**Task details**
Write out every item below as a numbered list, dropping any blank lines and leaving out the pictures.

_____

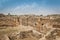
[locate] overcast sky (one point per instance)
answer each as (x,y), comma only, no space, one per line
(30,7)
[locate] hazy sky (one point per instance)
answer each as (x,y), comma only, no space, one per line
(30,6)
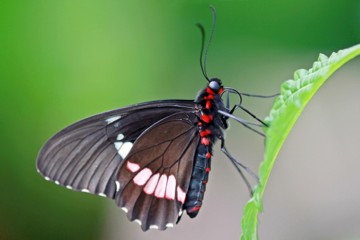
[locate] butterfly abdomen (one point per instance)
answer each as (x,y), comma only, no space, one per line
(199,178)
(207,103)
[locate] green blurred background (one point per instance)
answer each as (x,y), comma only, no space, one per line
(61,61)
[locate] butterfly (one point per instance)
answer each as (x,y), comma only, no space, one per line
(153,159)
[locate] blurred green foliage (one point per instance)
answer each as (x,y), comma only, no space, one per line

_____

**Complete output**
1. [locate] overcast sky (one point per instance)
2. answer each as (x,y), comma only, no space, one per line
3. (30,7)
4. [locate] hazy sky (one point per instance)
5. answer each as (x,y), comma only, no space, one per line
6. (30,6)
7. [locate] butterfly abdomen (one point per instance)
8. answer each as (x,y), comma only, no space, one per line
9. (199,178)
10. (207,103)
11. [locate] green blurred background (one point per instance)
12. answer each as (x,y), comma only, no space, one per line
13. (61,61)
14. [locate] butterfly (one point per instance)
15. answer each as (x,y), comma only, no space, one per line
16. (153,159)
17. [locate] blurred green foliage (one point per instance)
18. answer each as (x,y), comma only, no space, one per line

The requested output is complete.